**EXERCISE PROMPT:** Print word for word the lines starting with the one containing "segment: wet gravel" and ending with the one containing "[[[88,90],[88,93],[90,95],[94,95],[96,93],[95,89],[90,89]]]", both of those included. Leave the pictures out of your answer.

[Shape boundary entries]
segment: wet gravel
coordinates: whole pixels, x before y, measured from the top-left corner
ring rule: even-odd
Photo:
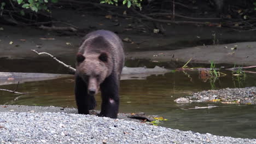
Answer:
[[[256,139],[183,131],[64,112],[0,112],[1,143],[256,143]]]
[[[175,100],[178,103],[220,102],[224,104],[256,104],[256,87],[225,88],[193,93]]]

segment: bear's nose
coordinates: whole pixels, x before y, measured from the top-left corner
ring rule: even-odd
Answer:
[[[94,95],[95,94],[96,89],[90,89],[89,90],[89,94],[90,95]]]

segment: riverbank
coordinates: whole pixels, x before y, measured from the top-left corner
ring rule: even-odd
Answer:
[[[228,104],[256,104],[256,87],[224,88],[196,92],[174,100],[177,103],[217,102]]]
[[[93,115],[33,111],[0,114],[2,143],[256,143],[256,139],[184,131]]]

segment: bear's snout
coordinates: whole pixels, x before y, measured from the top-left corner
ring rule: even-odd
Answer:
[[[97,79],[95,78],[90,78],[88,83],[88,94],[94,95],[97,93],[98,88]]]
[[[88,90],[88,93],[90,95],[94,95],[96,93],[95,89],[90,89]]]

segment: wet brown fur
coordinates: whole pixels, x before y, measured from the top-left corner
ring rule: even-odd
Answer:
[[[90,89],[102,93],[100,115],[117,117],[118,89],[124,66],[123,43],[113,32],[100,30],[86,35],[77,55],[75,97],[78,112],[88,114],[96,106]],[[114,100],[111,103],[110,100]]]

---

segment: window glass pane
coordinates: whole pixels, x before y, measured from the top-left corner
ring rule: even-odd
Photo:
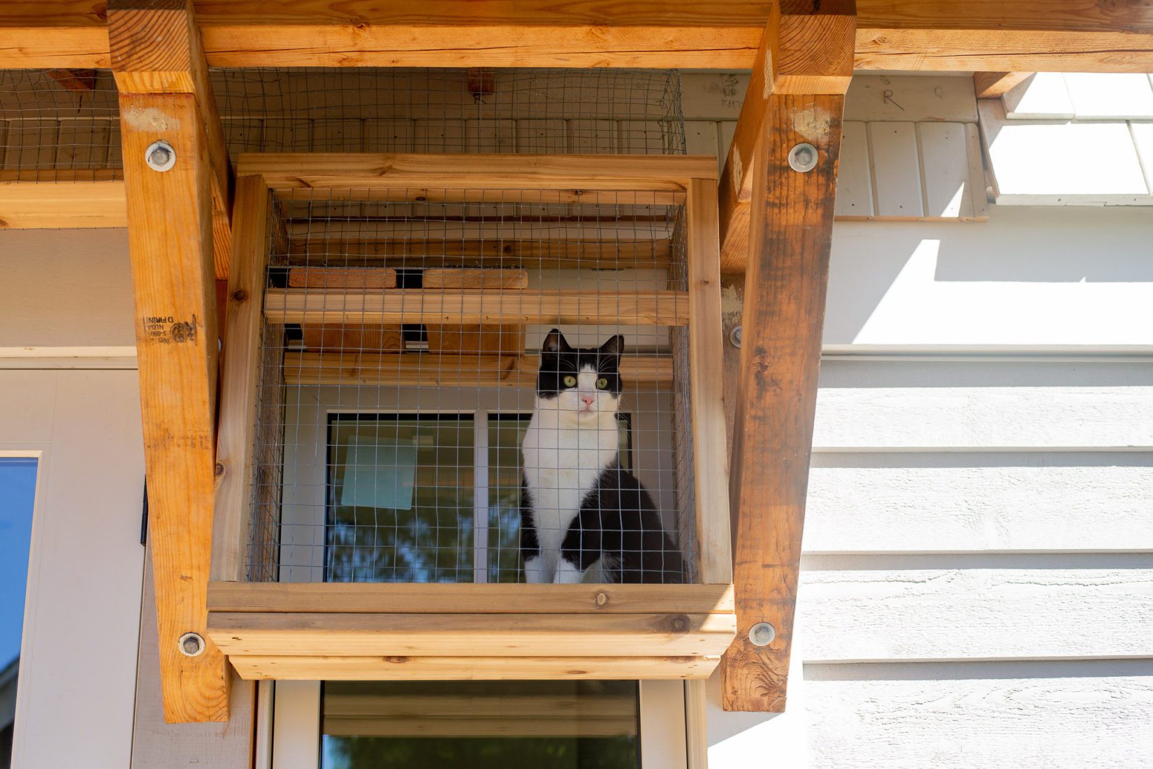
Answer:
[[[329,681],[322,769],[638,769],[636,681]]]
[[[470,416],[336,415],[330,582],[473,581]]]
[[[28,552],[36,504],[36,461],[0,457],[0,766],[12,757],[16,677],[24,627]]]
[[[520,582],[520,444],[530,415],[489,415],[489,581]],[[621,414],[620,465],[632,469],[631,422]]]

* * *

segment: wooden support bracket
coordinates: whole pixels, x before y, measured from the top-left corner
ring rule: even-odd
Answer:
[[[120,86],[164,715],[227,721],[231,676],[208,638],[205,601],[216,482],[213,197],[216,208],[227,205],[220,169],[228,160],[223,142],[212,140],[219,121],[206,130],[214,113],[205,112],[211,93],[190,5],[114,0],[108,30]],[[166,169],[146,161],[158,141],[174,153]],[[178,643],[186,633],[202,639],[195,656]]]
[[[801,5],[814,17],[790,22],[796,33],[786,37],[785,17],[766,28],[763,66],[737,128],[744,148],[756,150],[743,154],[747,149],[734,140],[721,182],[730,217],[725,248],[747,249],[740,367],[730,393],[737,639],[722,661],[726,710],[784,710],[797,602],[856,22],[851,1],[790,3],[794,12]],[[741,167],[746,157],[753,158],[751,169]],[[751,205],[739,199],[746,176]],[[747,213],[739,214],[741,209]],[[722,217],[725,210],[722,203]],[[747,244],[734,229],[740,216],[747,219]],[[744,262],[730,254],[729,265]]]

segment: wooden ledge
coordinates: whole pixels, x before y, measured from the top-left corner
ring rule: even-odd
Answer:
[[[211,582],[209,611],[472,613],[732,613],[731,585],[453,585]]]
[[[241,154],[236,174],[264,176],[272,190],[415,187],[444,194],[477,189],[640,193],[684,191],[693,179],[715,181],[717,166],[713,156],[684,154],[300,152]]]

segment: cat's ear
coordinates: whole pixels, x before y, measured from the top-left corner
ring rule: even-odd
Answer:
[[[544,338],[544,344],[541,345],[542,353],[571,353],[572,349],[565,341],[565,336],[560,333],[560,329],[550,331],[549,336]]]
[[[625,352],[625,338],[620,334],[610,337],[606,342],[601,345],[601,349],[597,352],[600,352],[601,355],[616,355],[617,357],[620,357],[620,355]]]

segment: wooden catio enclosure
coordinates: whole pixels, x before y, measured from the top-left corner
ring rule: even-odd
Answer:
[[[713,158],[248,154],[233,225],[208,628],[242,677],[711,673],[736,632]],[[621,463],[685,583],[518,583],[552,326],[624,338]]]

**FINISHED EXERCISE:**
segment: wet gravel
coordinates: whole pixels, x before y, measured from the top-left corner
ring rule: even-odd
Photo:
Answer:
[[[256,139],[183,131],[64,112],[0,112],[1,143],[256,143]]]
[[[175,100],[178,103],[220,102],[224,104],[256,104],[256,87],[225,88],[193,93]]]

segment: bear's nose
coordinates: whole pixels, x before y, measured from the top-left corner
ring rule: even-odd
Answer:
[[[94,95],[95,94],[96,89],[90,89],[89,90],[89,94],[90,95]]]

segment: riverbank
coordinates: whole pixels, x before y, measured from the top-left corner
ring rule: even-odd
Answer:
[[[228,104],[256,104],[256,87],[224,88],[196,92],[174,100],[177,103],[217,102]]]
[[[93,115],[33,111],[0,114],[2,143],[256,143],[256,139],[184,131]]]

segment: bear's snout
coordinates: whole pixels, x before y, measured from the top-left corner
ring rule: even-odd
Answer:
[[[97,79],[95,78],[90,78],[88,83],[88,94],[94,95],[97,93],[98,88]]]
[[[88,90],[88,93],[90,95],[94,95],[96,93],[95,89],[90,89]]]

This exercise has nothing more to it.